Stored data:

◆ ◆ ◆ ◆

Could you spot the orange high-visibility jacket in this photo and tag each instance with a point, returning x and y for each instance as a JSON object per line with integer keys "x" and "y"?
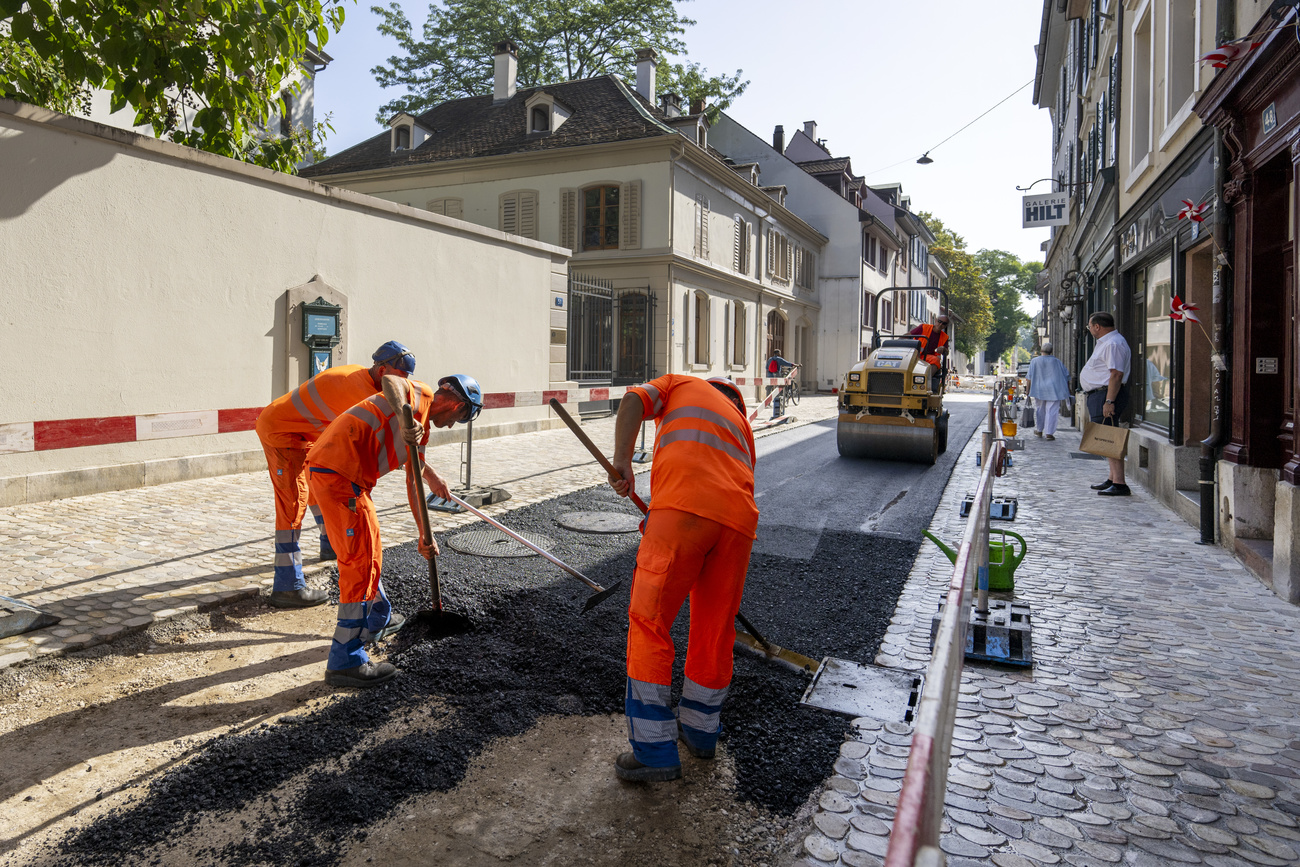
{"x": 297, "y": 419}
{"x": 365, "y": 442}
{"x": 703, "y": 452}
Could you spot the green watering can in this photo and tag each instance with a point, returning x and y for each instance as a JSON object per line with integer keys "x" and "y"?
{"x": 1002, "y": 558}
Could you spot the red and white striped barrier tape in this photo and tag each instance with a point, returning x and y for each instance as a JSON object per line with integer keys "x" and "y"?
{"x": 74, "y": 433}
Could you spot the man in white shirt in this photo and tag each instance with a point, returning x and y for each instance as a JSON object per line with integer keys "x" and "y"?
{"x": 1104, "y": 380}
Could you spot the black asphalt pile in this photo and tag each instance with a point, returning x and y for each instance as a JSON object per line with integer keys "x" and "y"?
{"x": 531, "y": 653}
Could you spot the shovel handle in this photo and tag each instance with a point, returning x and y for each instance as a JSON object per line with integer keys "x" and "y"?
{"x": 596, "y": 452}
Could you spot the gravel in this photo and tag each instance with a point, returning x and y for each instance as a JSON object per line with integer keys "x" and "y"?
{"x": 312, "y": 783}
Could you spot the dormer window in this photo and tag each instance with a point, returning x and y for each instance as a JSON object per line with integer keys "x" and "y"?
{"x": 545, "y": 113}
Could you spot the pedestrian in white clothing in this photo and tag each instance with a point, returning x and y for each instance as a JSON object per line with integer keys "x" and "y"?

◆ ◆ ◆ ◆

## Task details
Skip the images and restate each record above word for word.

## Task answer
Could you spot the orange high-visibility jacket in this photo and tag each instance with a point, returning x and y for each instance as a JSON object per line with integer keys "x" and "y"?
{"x": 297, "y": 419}
{"x": 365, "y": 442}
{"x": 703, "y": 452}
Could you spot the green watering can in this photo and tag each instance with a point, returning x and y for each instance as a JSON object per line with integer keys "x" and "y"?
{"x": 1002, "y": 558}
Could you spot the red and white striped barrier tape in this photo and tag each instance with a point, returning x and y for each instance as a JSON object per line with integer keys "x" and "y"?
{"x": 74, "y": 433}
Could you spot the man in white shirt in this photo and tag each instance with a point, returning x and y for each instance as a JSON object per line with integer keys "x" and "y"?
{"x": 1104, "y": 380}
Could you spot the black asphalt pile in this photo and tag each instance with a point, returning x and y for each instance as a JSON object per line with integer keys "x" and "y"?
{"x": 531, "y": 653}
Could you spot the shovel handle in this photo and tag each instance with a point, returning x and y for each instance as a JSON object per line with integer keys "x" and "y"?
{"x": 596, "y": 452}
Could you spot the gravel in this photo and tag each instance with a point, returning x and y for each instance as a JSON object per line with integer keys "x" and "y"?
{"x": 312, "y": 783}
Could you spot the dormer window in this photo and tag each instance with a point, returning x and y for each instance as a JSON object per line with integer keys "x" and "y"?
{"x": 545, "y": 113}
Could you spot the pedestrian in white clothing in this photo and tag each instance with a point, returning x and y for each instance as a JSON object per line with integer keys "x" and "y"?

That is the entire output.